Among the entries below, which lines include the string "pane"? Show each one.

Image-grounded pointing data:
━━━━━━━━━━━━━━━━
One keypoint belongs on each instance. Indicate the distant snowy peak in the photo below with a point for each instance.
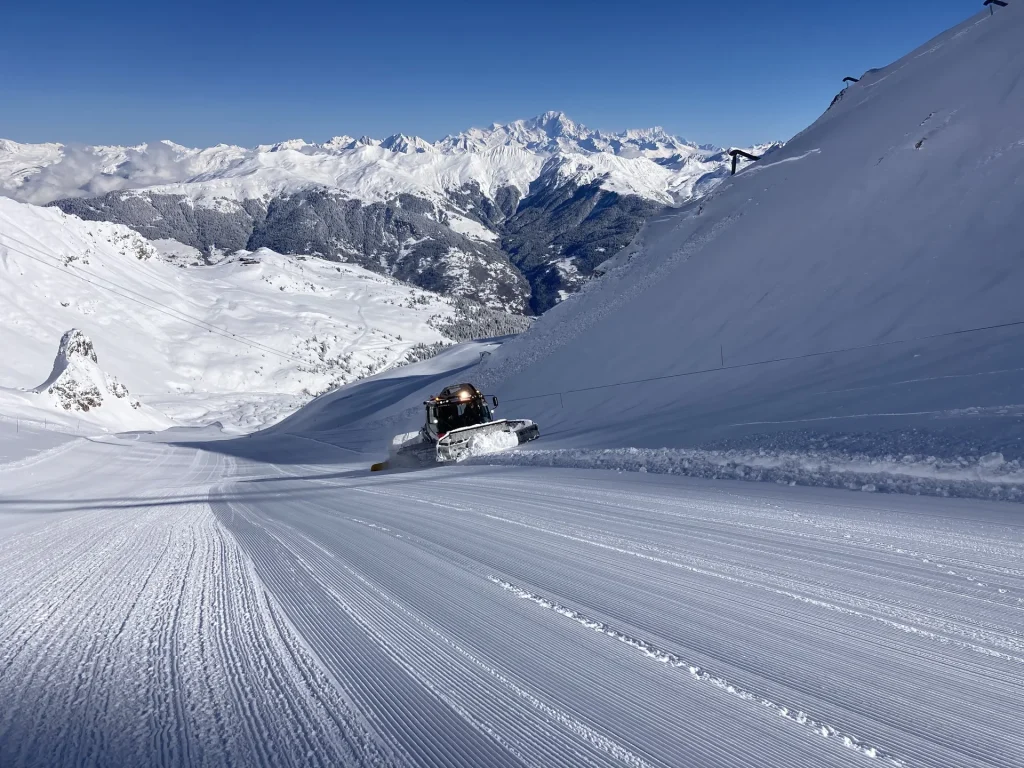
(556, 132)
(407, 144)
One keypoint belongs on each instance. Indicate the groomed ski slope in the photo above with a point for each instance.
(182, 605)
(265, 600)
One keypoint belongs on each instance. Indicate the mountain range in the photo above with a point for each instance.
(514, 216)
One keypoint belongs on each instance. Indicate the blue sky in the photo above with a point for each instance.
(256, 72)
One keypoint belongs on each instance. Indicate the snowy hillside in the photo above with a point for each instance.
(514, 216)
(856, 293)
(243, 341)
(846, 311)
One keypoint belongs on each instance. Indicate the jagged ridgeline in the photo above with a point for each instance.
(513, 216)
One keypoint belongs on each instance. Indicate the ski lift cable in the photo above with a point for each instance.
(151, 303)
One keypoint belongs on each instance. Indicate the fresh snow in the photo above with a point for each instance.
(854, 296)
(651, 164)
(267, 601)
(242, 342)
(843, 312)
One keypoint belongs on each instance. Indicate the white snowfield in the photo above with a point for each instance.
(260, 601)
(854, 297)
(841, 314)
(243, 342)
(649, 163)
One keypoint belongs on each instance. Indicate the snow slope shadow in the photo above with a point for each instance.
(340, 426)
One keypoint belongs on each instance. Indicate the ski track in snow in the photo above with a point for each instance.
(175, 606)
(134, 633)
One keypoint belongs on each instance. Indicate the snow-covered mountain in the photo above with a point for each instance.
(243, 341)
(514, 216)
(860, 287)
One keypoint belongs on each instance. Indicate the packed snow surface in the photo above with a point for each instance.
(264, 601)
(843, 313)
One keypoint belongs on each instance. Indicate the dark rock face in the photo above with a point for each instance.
(560, 233)
(546, 246)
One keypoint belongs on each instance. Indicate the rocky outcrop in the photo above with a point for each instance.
(77, 383)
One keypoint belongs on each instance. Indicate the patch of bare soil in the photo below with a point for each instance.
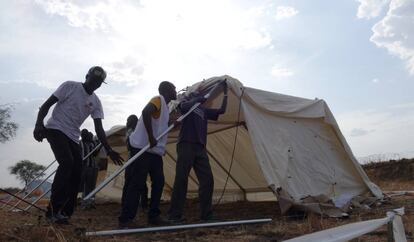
(17, 226)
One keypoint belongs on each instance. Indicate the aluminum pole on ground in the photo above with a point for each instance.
(20, 199)
(176, 227)
(132, 159)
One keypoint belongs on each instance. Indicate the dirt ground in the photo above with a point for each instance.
(390, 176)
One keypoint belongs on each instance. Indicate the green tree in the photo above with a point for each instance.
(7, 128)
(26, 171)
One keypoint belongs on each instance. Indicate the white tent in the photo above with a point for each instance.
(286, 146)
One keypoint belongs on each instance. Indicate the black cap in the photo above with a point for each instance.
(97, 72)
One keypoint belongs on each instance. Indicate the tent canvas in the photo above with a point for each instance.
(286, 146)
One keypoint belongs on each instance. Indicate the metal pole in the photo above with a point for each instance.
(24, 189)
(8, 204)
(132, 159)
(38, 199)
(34, 189)
(176, 227)
(20, 199)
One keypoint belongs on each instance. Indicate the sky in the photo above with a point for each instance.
(357, 55)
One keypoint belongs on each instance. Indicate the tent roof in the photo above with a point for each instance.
(279, 142)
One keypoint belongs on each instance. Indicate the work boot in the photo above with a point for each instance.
(57, 218)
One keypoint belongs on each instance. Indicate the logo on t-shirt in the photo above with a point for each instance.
(89, 106)
(199, 112)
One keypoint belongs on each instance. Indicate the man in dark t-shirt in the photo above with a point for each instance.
(192, 153)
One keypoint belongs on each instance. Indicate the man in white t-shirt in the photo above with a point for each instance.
(153, 122)
(75, 101)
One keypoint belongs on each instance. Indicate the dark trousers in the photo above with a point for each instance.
(89, 175)
(192, 156)
(67, 178)
(135, 184)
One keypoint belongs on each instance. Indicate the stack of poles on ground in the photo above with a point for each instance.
(102, 185)
(126, 164)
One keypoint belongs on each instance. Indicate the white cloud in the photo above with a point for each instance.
(284, 12)
(167, 38)
(370, 8)
(281, 72)
(360, 132)
(379, 131)
(394, 31)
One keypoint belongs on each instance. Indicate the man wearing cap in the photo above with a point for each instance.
(75, 101)
(153, 122)
(192, 153)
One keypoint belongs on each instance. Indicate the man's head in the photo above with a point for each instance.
(132, 121)
(167, 90)
(84, 134)
(94, 78)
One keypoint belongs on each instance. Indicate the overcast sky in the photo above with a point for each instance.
(356, 55)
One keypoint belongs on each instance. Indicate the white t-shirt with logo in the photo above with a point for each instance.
(139, 138)
(73, 107)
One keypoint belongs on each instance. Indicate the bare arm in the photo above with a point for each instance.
(39, 132)
(146, 115)
(44, 109)
(102, 137)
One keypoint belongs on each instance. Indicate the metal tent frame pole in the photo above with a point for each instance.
(37, 199)
(228, 173)
(21, 200)
(31, 191)
(132, 159)
(177, 227)
(34, 179)
(41, 183)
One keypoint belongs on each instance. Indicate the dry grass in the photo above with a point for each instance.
(29, 227)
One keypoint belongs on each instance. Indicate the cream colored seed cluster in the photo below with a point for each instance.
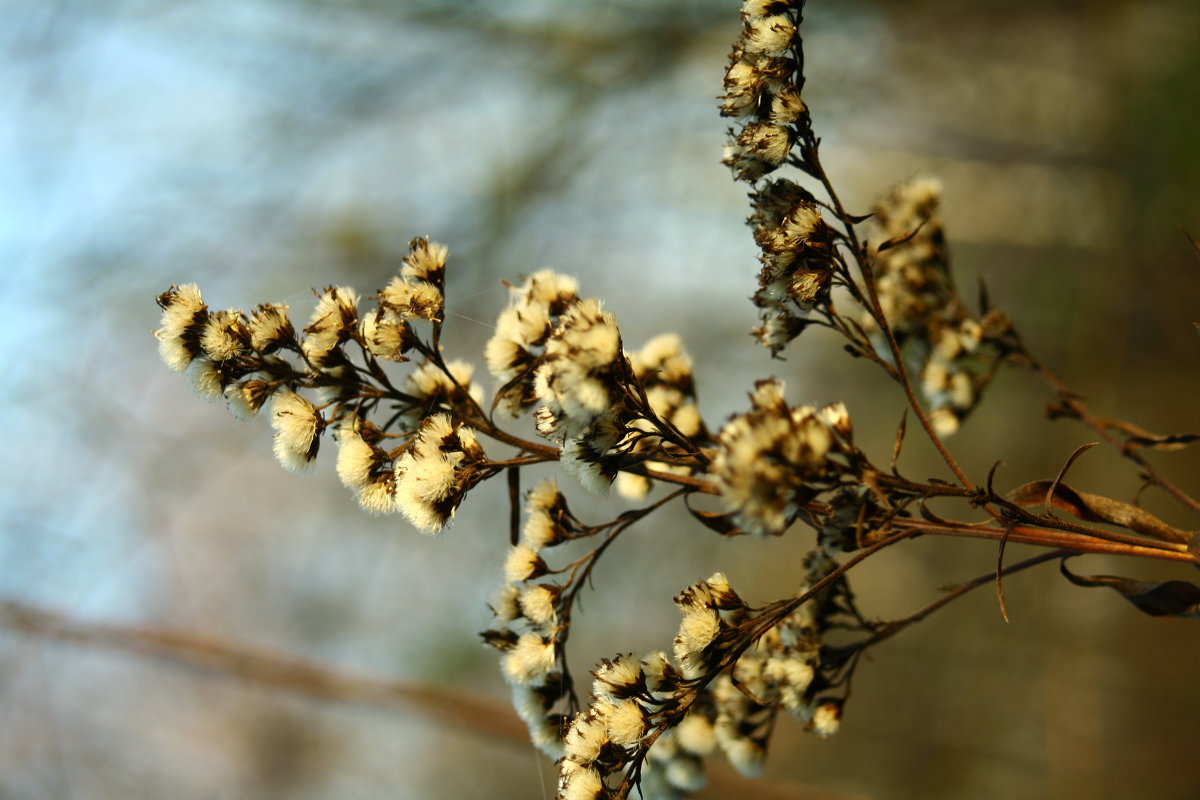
(783, 667)
(418, 292)
(760, 90)
(426, 480)
(580, 386)
(957, 353)
(773, 458)
(241, 358)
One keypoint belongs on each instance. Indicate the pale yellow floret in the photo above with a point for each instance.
(529, 659)
(695, 734)
(297, 425)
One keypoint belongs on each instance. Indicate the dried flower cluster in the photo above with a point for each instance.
(411, 429)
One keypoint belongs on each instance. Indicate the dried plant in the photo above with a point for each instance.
(411, 428)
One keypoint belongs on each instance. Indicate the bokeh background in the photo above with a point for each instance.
(263, 148)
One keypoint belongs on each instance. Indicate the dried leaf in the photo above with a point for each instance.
(1164, 599)
(1062, 473)
(1096, 507)
(899, 441)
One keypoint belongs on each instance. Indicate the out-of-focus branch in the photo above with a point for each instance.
(455, 708)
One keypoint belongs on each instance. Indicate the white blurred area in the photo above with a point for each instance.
(265, 148)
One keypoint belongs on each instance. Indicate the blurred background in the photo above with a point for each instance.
(269, 146)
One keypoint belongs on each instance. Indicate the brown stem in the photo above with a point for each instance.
(1071, 401)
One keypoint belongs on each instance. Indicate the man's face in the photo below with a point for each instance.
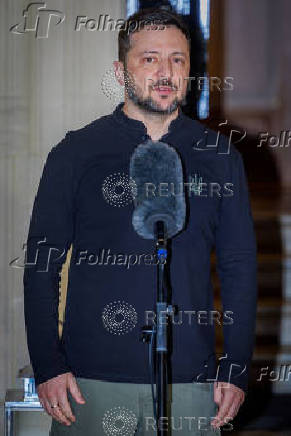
(157, 68)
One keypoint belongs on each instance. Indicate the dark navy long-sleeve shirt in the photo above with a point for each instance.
(82, 200)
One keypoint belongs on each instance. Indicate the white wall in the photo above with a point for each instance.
(47, 86)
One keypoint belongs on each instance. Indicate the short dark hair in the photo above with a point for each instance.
(144, 17)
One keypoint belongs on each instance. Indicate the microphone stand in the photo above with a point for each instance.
(159, 332)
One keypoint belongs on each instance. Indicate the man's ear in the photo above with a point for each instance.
(119, 72)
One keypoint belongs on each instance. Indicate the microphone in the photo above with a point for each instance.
(157, 172)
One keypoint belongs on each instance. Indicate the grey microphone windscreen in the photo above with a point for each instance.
(156, 169)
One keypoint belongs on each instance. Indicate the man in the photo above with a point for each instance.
(97, 375)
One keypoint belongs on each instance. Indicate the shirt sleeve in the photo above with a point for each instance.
(49, 237)
(236, 252)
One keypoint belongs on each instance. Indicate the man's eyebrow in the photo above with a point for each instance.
(149, 51)
(173, 53)
(179, 53)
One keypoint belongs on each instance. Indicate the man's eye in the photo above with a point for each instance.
(149, 60)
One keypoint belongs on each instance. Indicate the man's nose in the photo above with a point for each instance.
(165, 68)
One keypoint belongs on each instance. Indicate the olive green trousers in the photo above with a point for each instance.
(126, 409)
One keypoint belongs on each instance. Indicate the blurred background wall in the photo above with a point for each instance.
(52, 84)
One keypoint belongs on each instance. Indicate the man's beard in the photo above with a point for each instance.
(148, 104)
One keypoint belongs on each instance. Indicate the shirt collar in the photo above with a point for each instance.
(138, 126)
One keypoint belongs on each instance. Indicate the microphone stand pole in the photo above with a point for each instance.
(161, 351)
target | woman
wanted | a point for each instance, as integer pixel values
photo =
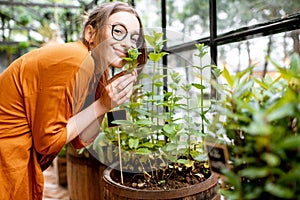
(43, 96)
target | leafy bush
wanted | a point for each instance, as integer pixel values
(262, 126)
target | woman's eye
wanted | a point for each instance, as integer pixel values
(118, 31)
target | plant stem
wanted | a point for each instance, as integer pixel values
(120, 156)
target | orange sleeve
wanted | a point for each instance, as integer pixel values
(59, 92)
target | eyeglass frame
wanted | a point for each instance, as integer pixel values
(140, 41)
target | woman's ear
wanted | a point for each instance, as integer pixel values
(89, 34)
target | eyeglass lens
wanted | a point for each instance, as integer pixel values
(119, 32)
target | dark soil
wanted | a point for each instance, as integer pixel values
(173, 177)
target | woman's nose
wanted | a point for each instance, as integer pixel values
(127, 42)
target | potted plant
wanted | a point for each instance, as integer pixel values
(157, 160)
(260, 118)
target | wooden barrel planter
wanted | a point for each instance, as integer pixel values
(84, 177)
(207, 190)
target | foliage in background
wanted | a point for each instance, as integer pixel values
(262, 128)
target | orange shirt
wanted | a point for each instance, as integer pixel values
(39, 92)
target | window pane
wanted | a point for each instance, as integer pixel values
(187, 20)
(240, 55)
(235, 14)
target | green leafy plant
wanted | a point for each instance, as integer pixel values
(156, 140)
(261, 126)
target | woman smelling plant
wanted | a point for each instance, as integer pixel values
(44, 102)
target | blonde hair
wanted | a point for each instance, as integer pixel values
(98, 18)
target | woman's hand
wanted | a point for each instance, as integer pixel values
(118, 90)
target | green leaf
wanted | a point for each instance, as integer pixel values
(270, 158)
(143, 151)
(198, 86)
(279, 191)
(183, 161)
(171, 147)
(228, 77)
(295, 64)
(255, 172)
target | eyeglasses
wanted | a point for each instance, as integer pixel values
(119, 32)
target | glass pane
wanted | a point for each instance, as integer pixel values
(233, 14)
(240, 55)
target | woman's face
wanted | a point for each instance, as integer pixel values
(117, 42)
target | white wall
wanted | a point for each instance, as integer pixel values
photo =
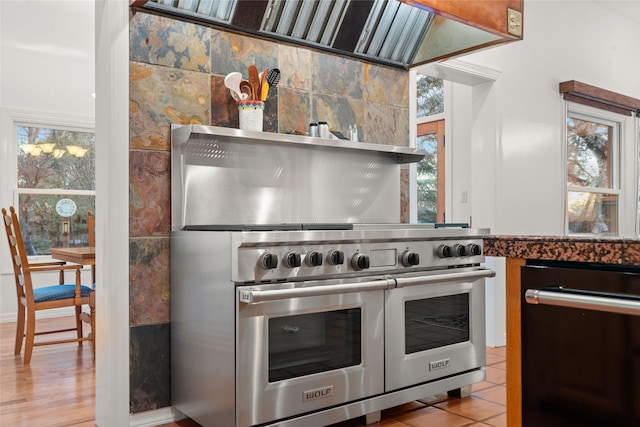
━━━━━━━━━━━━━━━━
> **ANSWER SECTION**:
target | window pane
target | glass pane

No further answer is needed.